Point annotation dataset records:
— start —

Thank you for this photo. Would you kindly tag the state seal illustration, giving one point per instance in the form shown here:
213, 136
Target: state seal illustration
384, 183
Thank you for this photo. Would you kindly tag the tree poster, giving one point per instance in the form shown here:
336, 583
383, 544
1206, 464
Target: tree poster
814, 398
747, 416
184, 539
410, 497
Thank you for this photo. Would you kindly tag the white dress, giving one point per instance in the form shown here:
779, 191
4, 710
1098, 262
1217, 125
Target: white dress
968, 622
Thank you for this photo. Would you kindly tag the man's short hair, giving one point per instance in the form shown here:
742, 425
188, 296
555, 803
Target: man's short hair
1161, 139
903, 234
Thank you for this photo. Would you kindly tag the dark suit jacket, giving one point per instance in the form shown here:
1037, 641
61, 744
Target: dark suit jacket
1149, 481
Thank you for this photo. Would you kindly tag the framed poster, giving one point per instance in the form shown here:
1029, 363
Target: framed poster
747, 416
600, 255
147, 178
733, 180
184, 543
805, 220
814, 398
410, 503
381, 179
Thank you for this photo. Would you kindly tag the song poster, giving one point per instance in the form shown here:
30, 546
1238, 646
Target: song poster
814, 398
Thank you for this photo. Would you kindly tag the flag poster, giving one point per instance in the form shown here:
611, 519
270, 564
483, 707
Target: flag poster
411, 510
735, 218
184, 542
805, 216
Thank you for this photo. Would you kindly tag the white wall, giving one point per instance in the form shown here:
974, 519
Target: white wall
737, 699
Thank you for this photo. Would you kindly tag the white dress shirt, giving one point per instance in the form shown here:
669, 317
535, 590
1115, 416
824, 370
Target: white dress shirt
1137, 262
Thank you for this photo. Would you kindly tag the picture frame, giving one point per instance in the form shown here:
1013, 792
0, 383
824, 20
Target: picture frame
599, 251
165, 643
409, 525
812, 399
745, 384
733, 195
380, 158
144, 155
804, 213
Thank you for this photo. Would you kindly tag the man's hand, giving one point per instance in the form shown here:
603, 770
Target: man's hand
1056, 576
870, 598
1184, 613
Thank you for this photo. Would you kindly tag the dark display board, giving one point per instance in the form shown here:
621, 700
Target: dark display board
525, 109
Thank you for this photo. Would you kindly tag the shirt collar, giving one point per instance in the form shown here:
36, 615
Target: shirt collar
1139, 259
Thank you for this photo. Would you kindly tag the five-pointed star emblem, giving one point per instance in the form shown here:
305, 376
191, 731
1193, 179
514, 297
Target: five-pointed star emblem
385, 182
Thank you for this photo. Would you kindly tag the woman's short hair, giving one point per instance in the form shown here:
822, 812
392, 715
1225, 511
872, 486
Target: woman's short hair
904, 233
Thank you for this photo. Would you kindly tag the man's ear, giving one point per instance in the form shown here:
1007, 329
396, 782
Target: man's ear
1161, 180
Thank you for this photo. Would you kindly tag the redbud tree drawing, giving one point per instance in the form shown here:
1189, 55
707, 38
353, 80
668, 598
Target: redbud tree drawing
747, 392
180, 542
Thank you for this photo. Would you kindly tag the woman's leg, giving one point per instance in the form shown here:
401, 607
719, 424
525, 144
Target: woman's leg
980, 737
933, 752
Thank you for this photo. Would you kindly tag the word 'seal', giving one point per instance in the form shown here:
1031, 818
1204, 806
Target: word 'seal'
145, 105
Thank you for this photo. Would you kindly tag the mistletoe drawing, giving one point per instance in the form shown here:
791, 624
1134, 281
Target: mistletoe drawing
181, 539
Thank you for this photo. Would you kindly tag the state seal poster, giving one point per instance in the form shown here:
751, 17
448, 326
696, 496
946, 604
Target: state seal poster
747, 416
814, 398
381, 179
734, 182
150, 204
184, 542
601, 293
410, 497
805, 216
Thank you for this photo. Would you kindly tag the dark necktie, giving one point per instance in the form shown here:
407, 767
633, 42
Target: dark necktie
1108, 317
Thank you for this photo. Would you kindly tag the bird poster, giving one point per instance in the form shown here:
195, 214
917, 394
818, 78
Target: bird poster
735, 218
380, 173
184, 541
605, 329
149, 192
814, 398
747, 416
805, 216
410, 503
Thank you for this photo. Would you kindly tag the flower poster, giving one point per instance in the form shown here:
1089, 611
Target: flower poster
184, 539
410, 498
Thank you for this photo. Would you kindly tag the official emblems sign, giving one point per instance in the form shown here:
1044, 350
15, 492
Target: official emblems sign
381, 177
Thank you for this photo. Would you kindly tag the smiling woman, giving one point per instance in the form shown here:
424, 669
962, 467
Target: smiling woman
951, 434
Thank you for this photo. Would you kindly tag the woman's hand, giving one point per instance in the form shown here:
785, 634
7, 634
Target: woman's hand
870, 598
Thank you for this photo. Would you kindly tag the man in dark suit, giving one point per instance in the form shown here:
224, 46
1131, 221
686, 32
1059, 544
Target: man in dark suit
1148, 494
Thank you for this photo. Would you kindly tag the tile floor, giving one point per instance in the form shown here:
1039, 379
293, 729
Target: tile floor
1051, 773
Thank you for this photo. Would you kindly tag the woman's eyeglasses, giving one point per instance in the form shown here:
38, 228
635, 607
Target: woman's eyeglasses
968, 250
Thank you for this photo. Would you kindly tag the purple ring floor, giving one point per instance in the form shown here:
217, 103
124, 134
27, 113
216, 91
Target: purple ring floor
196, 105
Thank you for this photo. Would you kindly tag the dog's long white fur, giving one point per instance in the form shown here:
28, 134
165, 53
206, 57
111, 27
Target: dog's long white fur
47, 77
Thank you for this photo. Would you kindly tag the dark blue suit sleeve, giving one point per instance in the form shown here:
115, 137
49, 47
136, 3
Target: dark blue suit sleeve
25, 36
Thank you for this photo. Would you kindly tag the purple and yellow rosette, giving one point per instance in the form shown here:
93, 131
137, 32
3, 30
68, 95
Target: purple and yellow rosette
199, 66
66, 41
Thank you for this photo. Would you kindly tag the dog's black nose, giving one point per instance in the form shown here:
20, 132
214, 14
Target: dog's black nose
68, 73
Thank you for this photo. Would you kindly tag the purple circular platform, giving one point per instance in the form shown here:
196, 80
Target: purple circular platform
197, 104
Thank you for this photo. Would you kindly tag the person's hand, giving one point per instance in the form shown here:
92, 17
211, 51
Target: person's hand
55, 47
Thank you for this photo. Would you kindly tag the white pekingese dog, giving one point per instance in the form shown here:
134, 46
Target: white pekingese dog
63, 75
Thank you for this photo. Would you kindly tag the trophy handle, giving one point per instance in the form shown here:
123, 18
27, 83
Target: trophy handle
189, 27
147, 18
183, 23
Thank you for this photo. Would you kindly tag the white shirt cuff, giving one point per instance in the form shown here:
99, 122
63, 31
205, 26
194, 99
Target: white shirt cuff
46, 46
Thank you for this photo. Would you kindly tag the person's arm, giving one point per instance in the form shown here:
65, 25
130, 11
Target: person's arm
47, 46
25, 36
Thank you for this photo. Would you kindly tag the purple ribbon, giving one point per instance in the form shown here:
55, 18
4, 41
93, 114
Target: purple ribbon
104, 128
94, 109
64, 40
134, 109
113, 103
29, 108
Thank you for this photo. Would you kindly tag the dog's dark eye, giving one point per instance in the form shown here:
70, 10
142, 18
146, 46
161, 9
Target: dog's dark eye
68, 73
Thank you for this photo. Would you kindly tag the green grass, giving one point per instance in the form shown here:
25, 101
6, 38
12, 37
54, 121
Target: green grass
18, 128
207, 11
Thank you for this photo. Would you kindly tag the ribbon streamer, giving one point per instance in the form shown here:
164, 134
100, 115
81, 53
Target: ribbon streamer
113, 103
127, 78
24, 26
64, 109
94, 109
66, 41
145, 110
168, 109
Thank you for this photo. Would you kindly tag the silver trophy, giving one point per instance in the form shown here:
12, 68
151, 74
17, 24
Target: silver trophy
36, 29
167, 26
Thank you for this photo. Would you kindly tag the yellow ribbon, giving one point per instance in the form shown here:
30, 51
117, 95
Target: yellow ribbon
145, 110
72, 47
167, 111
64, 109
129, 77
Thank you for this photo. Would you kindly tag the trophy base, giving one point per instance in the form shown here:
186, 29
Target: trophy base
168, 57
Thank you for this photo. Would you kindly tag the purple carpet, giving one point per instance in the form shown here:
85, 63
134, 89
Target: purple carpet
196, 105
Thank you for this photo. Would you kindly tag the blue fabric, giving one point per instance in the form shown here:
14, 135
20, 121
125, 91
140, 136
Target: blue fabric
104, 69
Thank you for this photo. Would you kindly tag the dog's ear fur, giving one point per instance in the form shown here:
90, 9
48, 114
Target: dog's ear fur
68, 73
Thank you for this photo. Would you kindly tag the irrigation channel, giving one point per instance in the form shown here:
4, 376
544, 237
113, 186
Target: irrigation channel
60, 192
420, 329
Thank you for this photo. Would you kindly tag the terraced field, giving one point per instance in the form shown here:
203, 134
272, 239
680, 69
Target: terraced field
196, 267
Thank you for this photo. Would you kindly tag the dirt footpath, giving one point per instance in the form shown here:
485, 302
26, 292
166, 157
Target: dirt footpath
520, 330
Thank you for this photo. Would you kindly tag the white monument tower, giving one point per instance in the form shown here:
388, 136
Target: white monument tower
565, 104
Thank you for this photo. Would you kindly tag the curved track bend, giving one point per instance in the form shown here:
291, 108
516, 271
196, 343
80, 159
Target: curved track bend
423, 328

— end —

**WHAT YOU NEED TO DO**
Repeat only the lines from the one holding "Thank you for this photo. Would you kindly tag the irrigation" through the last line of the data.

**WRITTEN SOLUTION**
Thank you for this photo. Would you kindly tag the irrigation channel, giving one point per instance in the form shown here:
4, 376
544, 237
113, 186
Target: irrigation channel
60, 192
420, 329
Thank you for this photo. Would you kindly tag the terraced field, giving one point per instance in the form shown here:
203, 134
272, 239
680, 69
Target: terraced field
196, 267
Thank you for this photo. Would you kindly tag the dirt footpath, giving one point per instance in the form shown here:
485, 302
26, 292
166, 157
Target: dirt footpath
520, 330
Thank you for this photo. Would you kindly tag the white monument tower, giving one point per instance in the form shown here:
388, 136
Target: white monument tower
565, 104
Thank you for this photo. Would you kindly tag the curved track bend, giving one point per instance in the form shown here:
291, 108
516, 271
196, 343
80, 159
Target: curved track bend
423, 328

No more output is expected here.